- **What to do**
a. Answer these questions using the beekeeping report below.
(i) In what month had the writer recently received the bees?
(ii) What award did the beekeeping poster get at the county fair?
(iii) Whom does the writer blame for the experience with hive beetles?
b. List every person named in the beekeeping report below.

Submitted by Katie in Q4
The last time I reported I had recently received my bees, well that was in May, now it’s September and a lot has changed. Just in the past week I am finally liberated from the stupid deep frames. It took forever to accomplish, but it really helped me become a better beekeeper. It helped me search through my hive with more accuracy, because before I removed any of the deep frames I had to make sure that the queen wasn’t on the frame and that there weren’t a log of eggs and larvae on it. Many of the deep frames I gave to Rob so he could have larvae for his new hive that he started. I have experienced the annoyance of burr comb and the difficulty it adds when it’s in a hive. There was also the extreme heat and drought that added to the difficulty of arranging a hive, because sometimes it’s too hot to do anything and during that time either the heat, or the bees, destroyed three of my frames.
I learned how to split a hive and about all of the planning, thinking and Rob’s best advice; Calling Mike. I have also learned about hive beetles, which I blame Rick (Rob’s other mentee) for that experience. I showed a beekeeping poster at my county fair and it got a reserve champion. I worked at the state fair for the white lick club twice and became the designed ice cream girl. I have made so many new friends which are willing to help out with any problems that I run into. It’s still pretty entertaining making Rob think about a strange question that I ask, or him trying to tell me that the queen screams when you squish her and then makes tiny screaming noises as I’m putting a frame back into place. I’m really having a great time especially now that I have made friends that are always willing to help.

Saved entries:
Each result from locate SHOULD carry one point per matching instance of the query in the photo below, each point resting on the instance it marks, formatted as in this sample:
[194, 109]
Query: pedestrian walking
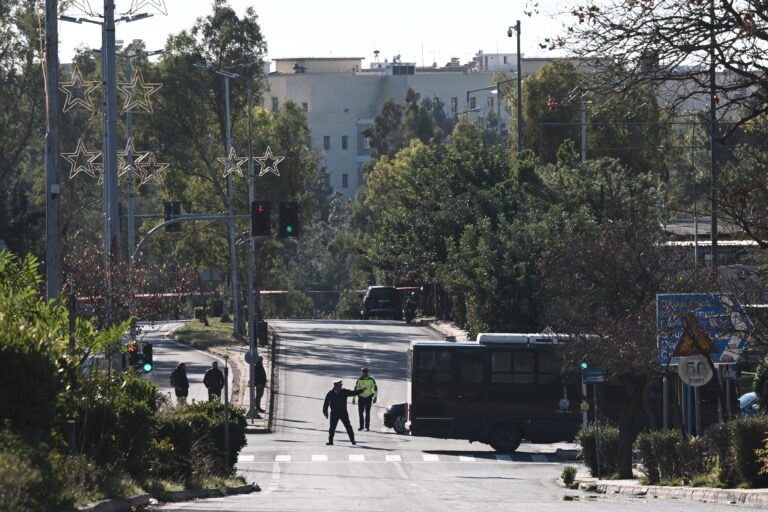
[214, 382]
[337, 400]
[260, 381]
[180, 383]
[370, 395]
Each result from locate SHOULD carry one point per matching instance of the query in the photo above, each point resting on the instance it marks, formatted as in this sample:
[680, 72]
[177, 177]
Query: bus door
[469, 393]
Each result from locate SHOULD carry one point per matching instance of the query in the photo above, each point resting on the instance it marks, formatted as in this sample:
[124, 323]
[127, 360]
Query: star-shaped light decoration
[232, 163]
[129, 154]
[137, 93]
[157, 4]
[78, 91]
[151, 170]
[268, 162]
[83, 6]
[82, 160]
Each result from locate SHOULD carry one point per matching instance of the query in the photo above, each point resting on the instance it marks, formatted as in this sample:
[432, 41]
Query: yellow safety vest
[371, 391]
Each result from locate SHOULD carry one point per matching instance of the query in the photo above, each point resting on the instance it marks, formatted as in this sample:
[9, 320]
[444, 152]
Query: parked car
[748, 405]
[394, 418]
[381, 301]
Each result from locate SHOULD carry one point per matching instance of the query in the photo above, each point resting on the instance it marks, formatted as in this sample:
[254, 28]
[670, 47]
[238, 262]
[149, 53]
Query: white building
[342, 99]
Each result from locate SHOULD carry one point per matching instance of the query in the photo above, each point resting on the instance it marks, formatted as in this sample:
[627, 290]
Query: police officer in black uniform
[337, 400]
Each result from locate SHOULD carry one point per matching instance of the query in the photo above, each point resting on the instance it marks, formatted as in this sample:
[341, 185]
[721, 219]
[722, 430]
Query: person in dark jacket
[260, 381]
[214, 381]
[337, 400]
[180, 383]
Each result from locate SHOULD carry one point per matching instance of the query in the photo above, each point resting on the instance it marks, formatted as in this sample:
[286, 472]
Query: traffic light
[289, 219]
[261, 220]
[147, 351]
[172, 211]
[133, 354]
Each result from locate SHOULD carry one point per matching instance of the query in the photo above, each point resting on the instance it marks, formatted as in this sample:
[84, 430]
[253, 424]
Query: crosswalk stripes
[392, 457]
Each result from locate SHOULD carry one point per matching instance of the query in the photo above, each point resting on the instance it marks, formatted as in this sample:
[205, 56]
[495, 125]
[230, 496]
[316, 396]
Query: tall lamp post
[496, 89]
[516, 28]
[236, 329]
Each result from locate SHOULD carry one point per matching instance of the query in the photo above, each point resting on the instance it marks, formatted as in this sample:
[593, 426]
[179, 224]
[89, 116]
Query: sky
[423, 31]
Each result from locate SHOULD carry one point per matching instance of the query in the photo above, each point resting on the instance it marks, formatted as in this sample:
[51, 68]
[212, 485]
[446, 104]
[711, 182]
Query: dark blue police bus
[499, 390]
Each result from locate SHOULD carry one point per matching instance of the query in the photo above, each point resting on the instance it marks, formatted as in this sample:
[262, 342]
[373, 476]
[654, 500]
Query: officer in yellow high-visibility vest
[366, 398]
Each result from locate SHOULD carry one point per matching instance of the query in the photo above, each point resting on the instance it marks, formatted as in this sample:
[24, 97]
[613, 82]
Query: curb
[128, 504]
[703, 494]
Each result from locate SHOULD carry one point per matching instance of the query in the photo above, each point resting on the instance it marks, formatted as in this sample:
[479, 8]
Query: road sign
[720, 316]
[694, 370]
[594, 376]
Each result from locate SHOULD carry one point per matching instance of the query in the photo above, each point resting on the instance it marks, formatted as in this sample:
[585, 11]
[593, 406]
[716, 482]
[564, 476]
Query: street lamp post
[516, 28]
[236, 328]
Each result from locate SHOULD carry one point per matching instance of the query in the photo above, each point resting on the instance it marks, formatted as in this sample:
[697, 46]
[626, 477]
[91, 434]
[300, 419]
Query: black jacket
[179, 378]
[214, 379]
[259, 374]
[338, 401]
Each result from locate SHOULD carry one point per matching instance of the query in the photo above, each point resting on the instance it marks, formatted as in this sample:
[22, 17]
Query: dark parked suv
[381, 301]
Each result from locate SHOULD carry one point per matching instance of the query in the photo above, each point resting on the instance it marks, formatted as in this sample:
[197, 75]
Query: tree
[670, 46]
[22, 125]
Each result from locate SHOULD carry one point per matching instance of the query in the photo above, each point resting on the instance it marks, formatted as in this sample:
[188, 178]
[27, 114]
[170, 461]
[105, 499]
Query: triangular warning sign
[694, 340]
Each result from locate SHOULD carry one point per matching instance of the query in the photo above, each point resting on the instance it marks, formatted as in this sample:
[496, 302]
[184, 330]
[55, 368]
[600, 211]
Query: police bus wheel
[399, 425]
[505, 438]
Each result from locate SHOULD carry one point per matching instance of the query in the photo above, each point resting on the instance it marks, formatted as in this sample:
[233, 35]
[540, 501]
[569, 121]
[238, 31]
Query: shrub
[748, 436]
[195, 441]
[568, 475]
[721, 437]
[20, 480]
[599, 442]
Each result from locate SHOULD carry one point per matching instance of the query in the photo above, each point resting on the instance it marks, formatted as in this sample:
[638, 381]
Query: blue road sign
[594, 376]
[721, 316]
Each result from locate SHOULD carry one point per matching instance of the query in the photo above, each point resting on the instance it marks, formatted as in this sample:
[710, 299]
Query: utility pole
[252, 412]
[52, 185]
[714, 171]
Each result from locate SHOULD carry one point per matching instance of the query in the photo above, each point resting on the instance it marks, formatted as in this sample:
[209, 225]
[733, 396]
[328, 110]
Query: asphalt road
[385, 471]
[168, 354]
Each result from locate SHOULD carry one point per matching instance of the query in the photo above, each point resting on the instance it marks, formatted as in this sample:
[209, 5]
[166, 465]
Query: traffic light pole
[253, 413]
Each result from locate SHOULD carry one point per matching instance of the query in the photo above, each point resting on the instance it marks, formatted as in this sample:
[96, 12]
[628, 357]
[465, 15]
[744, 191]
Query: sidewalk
[240, 393]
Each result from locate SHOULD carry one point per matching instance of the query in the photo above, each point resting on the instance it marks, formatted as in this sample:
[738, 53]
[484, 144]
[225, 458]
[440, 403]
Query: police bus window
[549, 369]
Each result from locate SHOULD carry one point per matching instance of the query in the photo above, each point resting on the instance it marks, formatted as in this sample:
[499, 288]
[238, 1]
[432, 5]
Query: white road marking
[275, 482]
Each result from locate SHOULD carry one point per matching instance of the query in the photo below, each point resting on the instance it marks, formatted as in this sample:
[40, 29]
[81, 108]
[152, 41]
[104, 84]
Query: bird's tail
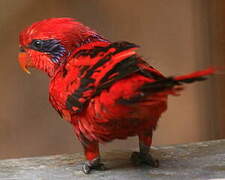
[171, 85]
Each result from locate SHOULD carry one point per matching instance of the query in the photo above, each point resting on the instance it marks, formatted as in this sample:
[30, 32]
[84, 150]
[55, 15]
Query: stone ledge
[203, 160]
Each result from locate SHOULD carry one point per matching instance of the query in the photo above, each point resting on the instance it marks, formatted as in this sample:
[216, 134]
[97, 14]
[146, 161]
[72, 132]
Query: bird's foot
[93, 164]
[142, 158]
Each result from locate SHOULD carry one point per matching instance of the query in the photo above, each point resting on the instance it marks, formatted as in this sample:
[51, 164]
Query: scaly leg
[92, 155]
[144, 157]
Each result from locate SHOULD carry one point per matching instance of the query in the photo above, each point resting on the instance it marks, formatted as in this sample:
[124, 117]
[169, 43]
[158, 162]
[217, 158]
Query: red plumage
[104, 89]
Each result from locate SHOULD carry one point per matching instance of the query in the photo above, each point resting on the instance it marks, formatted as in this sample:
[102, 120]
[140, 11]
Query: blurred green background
[176, 36]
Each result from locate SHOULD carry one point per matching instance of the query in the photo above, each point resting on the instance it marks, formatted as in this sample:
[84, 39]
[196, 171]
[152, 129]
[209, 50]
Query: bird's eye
[37, 44]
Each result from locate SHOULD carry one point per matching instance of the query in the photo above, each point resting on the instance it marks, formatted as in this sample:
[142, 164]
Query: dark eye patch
[50, 46]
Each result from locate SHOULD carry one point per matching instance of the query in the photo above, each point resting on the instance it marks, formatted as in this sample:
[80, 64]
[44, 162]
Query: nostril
[22, 49]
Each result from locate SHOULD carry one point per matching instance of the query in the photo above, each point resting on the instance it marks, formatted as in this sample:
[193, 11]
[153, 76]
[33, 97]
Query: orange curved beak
[23, 61]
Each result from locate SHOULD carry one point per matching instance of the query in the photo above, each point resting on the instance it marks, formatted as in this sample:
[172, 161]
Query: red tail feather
[201, 73]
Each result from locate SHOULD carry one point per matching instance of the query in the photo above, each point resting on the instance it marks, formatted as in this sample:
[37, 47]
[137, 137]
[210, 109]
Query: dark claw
[94, 164]
[86, 169]
[139, 158]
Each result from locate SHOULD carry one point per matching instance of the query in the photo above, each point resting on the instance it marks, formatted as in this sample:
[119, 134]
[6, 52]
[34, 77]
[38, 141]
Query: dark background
[176, 36]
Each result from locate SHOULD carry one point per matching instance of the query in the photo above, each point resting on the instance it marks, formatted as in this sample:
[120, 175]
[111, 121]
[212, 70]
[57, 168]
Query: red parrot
[104, 89]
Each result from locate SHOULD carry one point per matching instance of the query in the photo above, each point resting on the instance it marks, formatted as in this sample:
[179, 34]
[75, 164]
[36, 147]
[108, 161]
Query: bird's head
[46, 44]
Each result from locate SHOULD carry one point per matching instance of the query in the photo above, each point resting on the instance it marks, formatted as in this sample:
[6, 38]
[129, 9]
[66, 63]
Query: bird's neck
[51, 69]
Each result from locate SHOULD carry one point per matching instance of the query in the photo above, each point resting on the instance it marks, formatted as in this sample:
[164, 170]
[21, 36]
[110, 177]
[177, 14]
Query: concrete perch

- **Task responses**
a.
(i) May
(ii) Reserve champion
(iii) Rick

b. Katie, Rob, Mike, Rick